Document segment
== == ==

Living Lens are proud to be part of a Learning Trip on Social Entrepreneurship in India. We are with a group of people from all over the world who are social entrepreneurs, investors in social enterprise or working in business, and interested in moving into social enterprise. We are visiting social enterprises and are gaining a real insight into the way they work. To give you an example here is an account from Amy following one of our visits.
I visited Anjali on the second day of this trip, so everything is still feeling very new and exciting. After a brief introduction by the founder, Ratnaboli Ray, we were split into groups to visit the hospitals where they work. Anjali work in partnership with the Indian Government to improve the conditions of patients in the mental hospitals of Kolkata and working towards reintegrating patients into their communities where possible. The hospital I visited was Lumbini, a government hospital for both men and women with psychosocial disabilities housed in a residential building in Kolkata. We were told that the patients who attend the Anjali workshops in the hospital were expecting us and looking forward to our visit. What we saw when we entered the building was shocking beyond anything I had ever seen before. The men’s ward consisted of beds side by side with little or no gaps in between them. The plastic mattresses had no sheets and some were torn with the foam coming out. We didn’t go into the women’s ward, but from what I could see the conditions were not much better. The room where Anjali hold their workshops is part dining hall, part open space and part dump for old beds and mattresses that were decaying and gathering dust and rubbish. However, there were cleans mats laid out in the open space for us and the Anjali participants to sit on. We joined their circle and before long the images of the wards and the state of the hospital vanished as were serenaded with beautiful poetry, song and dance. Poems about freedom and about the homes that they no longer see. Each person had a different talent to show us. Some of the people who presented to us seemed, to me, like they would be capable of living in the community with some support, but instead they were imprisoned in this under funded and under equipped hospital. As we left one women ran up to us with her food tray in hand, she said something in Bengali and I asked the worker to translate, she had said: “ I want to go home”.

== == ==

Available data
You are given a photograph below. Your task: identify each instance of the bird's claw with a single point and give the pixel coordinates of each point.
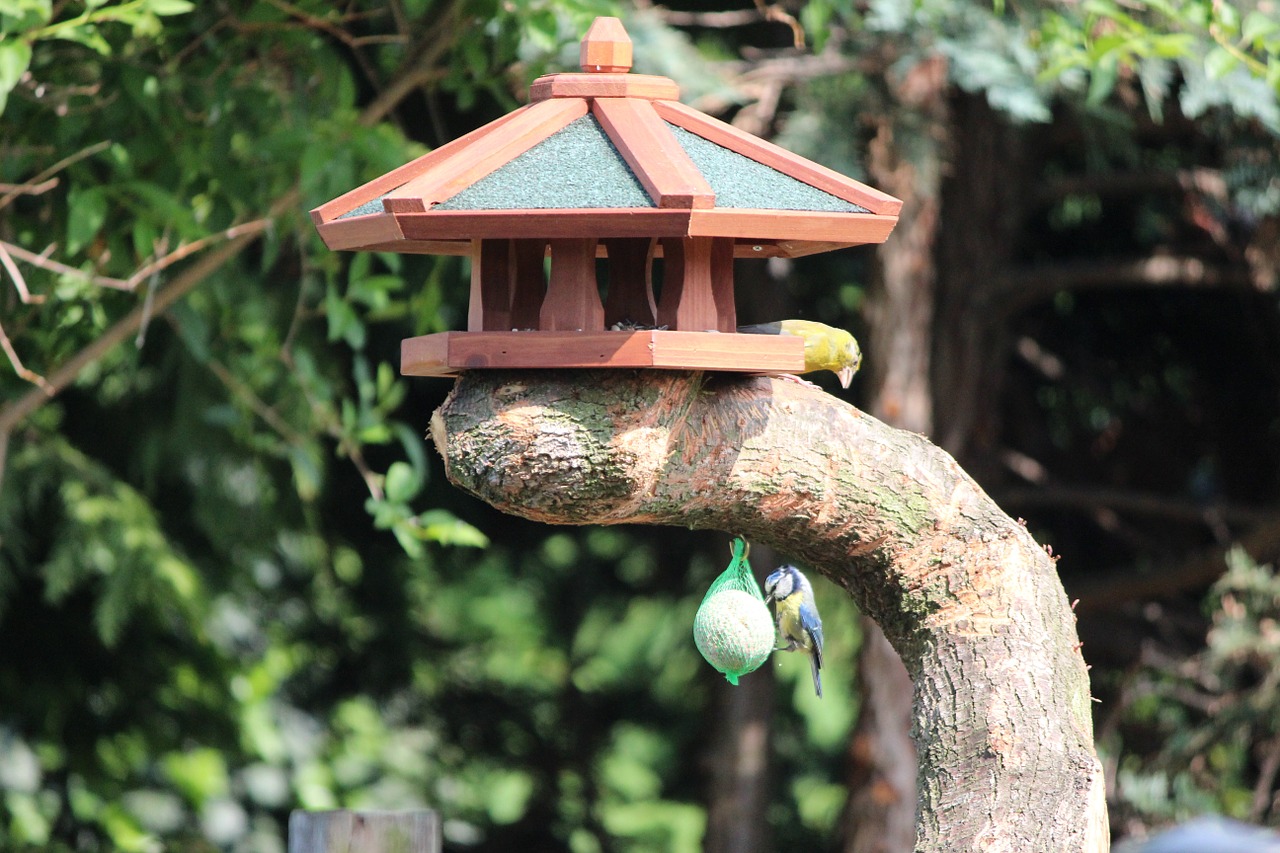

== == ==

Work item A
Quote the passage of the Anjali visit account word for word, starting with "Living Lens are" and going on through "of our visits.".
Work item B
Extend the account of the Anjali hospital visit by writing what comes after its final sentence.

Answer space A
Living Lens are proud to be part of a Learning Trip on Social Entrepreneurship in India. We are with a group of people from all over the world who are social entrepreneurs, investors in social enterprise or working in business, and interested in moving into social enterprise. We are visiting social enterprises and are gaining a real insight into the way they work. To give you an example here is an account from Amy following one of our visits.

Answer space B
I was particularly impressed with Ratnaboli Ray’s decision to work in partnership with the Government in order to make lasting changes that would continue to be implemented and developed. Anjali’s work goes beyond the hospitals. As well as advocacy within the government, their work is now being lead by women in communities who having undergone intensive training through Anjali. These women are leading the campaign to bring awareness to the issue and informing on how people with psychosocial disabilities do not necessarily need to be kept in mental health hospitals but with the right support and treatment can remain in or return to their homes and their own communities.
It was both a shocking and inspiring experience for me. The image of the hospital will stay with me and is not something I think or hope I will ever come across in the UK. However, as someone who works with vulnerable people in the UK I was excited and inspired at how forward thinking Anjali are in their methodology. Their work is not only innovative, it is sustainable in that it is a model that not only alleviates trauma and develops creativity in individuals but is also creating leaders in communities to change the way people think about mental health in India.